** Tarea **
Presenta como CSV de dos columnas, "texto" y "respuesta", solo el material que va desde la línea que contiene "In this picture, where can the nightstand" hasta la línea que contiene "point(323, 149)", ambas incluidas. Haz una fila por cada texto con su respuesta. Cada uno debe ir en un campo entre comillas, con los saltos de línea cambiados por espacios.

_____

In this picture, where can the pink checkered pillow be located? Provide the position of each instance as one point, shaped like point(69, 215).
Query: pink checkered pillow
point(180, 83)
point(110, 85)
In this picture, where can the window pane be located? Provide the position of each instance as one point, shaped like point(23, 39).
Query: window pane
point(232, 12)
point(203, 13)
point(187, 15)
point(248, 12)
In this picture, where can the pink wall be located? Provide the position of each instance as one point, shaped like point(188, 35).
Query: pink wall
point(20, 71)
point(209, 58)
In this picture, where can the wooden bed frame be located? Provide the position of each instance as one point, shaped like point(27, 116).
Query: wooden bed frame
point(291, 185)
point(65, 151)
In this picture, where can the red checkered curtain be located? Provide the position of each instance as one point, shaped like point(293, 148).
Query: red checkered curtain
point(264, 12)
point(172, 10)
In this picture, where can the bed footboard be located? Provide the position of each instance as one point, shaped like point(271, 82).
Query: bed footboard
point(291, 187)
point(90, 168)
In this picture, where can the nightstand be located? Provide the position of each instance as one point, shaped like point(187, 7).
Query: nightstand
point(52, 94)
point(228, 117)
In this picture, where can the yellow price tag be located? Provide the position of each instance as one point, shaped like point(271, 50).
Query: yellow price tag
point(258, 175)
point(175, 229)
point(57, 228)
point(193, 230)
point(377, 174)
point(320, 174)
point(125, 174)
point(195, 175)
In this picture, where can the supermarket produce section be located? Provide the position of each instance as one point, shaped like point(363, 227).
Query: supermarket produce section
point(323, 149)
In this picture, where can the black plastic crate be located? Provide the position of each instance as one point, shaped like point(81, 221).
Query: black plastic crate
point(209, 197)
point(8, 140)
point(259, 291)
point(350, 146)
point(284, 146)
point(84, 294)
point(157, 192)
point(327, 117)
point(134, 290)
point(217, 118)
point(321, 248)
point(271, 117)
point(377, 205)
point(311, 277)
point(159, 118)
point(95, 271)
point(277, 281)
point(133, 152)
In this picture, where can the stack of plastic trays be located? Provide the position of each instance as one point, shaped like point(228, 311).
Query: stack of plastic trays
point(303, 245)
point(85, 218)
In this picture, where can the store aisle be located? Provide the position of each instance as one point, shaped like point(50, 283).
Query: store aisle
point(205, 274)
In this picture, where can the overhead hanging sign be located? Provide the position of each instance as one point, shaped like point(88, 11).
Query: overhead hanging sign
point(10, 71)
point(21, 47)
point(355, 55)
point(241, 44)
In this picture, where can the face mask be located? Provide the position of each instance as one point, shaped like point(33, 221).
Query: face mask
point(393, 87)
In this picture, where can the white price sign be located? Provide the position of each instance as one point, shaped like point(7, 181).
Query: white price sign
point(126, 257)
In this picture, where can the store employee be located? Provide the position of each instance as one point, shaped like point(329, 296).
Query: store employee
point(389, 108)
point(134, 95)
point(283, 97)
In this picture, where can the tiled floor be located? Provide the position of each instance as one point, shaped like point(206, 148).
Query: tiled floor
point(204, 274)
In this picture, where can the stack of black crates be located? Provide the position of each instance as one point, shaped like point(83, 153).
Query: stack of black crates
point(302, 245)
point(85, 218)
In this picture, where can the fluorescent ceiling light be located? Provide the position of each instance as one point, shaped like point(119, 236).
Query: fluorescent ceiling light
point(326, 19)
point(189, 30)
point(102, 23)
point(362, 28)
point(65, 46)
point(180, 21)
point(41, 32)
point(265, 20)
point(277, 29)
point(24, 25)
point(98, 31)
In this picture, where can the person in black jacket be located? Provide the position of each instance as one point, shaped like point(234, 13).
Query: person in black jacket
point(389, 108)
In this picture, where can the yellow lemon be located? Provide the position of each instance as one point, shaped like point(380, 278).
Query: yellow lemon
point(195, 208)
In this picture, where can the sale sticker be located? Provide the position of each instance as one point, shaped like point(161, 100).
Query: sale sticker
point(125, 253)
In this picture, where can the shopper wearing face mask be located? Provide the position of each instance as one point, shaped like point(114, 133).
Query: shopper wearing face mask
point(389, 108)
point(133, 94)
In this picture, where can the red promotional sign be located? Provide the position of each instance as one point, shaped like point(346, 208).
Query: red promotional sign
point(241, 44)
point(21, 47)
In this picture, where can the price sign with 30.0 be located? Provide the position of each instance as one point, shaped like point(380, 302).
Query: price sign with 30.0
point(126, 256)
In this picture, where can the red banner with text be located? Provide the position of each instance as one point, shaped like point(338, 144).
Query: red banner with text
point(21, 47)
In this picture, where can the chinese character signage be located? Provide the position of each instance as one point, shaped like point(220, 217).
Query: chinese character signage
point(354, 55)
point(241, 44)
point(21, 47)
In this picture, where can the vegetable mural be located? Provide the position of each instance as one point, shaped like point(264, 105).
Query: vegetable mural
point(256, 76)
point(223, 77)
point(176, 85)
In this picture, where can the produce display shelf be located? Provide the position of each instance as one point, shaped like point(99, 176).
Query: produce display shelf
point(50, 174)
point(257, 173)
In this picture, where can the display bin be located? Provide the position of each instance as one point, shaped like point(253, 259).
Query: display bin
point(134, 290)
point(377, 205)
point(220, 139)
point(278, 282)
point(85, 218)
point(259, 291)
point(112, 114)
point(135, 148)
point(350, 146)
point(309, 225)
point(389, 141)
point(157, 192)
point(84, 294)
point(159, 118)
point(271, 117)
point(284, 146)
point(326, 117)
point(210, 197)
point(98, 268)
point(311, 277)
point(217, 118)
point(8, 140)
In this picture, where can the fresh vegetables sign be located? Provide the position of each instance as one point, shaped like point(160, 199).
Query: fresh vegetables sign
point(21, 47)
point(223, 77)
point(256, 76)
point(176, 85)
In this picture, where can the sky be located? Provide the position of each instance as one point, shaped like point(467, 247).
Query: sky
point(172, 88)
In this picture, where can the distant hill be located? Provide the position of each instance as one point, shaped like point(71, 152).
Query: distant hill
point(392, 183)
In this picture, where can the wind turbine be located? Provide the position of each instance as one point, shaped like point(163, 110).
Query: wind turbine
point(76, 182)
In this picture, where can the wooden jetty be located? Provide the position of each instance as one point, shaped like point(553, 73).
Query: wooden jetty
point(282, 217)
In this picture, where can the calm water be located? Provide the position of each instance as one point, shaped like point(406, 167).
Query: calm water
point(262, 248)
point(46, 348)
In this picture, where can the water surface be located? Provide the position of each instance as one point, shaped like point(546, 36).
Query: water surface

_____

** Respuesta **
texto,respuesta
"In this picture, where can the nightstand be located? Provide the position of each instance as one point, shaped like point(187, 7). Query: nightstand","point(52, 94) point(228, 117)"
"In this picture, where can the yellow price tag be located? Provide the position of each instance as one point, shaped like point(271, 50). Query: yellow price tag","point(258, 175) point(175, 229) point(57, 228) point(193, 230) point(377, 174) point(320, 174) point(125, 174) point(195, 175)"
"In this picture, where can the supermarket produce section be located? Provide the position of each instance as one point, shaped like point(363, 227). Query: supermarket produce section","point(323, 149)"